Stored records

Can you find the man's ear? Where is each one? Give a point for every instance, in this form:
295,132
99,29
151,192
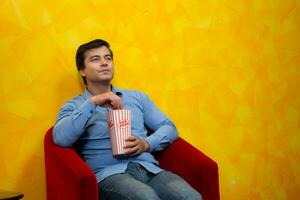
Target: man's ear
82,73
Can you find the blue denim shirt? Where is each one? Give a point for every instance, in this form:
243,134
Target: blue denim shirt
82,124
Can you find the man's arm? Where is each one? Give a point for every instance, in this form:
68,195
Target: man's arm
72,120
164,130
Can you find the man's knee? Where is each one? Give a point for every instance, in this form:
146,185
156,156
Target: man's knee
144,193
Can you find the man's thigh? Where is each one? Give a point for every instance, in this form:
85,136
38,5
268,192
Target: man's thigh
171,186
125,187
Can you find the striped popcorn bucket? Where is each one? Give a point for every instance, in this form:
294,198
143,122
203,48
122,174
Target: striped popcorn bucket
119,126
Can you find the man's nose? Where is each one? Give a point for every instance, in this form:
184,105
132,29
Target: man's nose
103,62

▶ PROMPT:
Set down only these lines, exactly: the line containing "Can you find the blue" and each line after it, through the end of the listing.

▶ ANSWER FOR THIS EXERCISE:
Can you find the blue denim shirt? Where is each one? Give a point for every instance, in this form:
243,134
Target: blue denim shirt
82,124
Can you find the man's arm? Where is each one? Give a point for every instance, in this form:
68,195
Target: man's arm
72,120
164,130
Can you find the man's knee? Where is each one? Give a point for every instance, in this form:
146,185
156,156
Target: man's knee
144,193
Can you find the man's thigh? Where is each one? Give a point for every instance, in this form:
85,136
38,5
268,192
Target: man's thigh
171,186
125,187
Can you find the striped popcorn bucket? Where is each one? Give a point for every instance, in this form:
294,198
143,122
203,48
122,174
Target: striped popcorn bucket
119,126
Can you find the man's nose? Where is each one? Give a point for every instance, in this form:
184,105
132,29
Target: man's nose
103,62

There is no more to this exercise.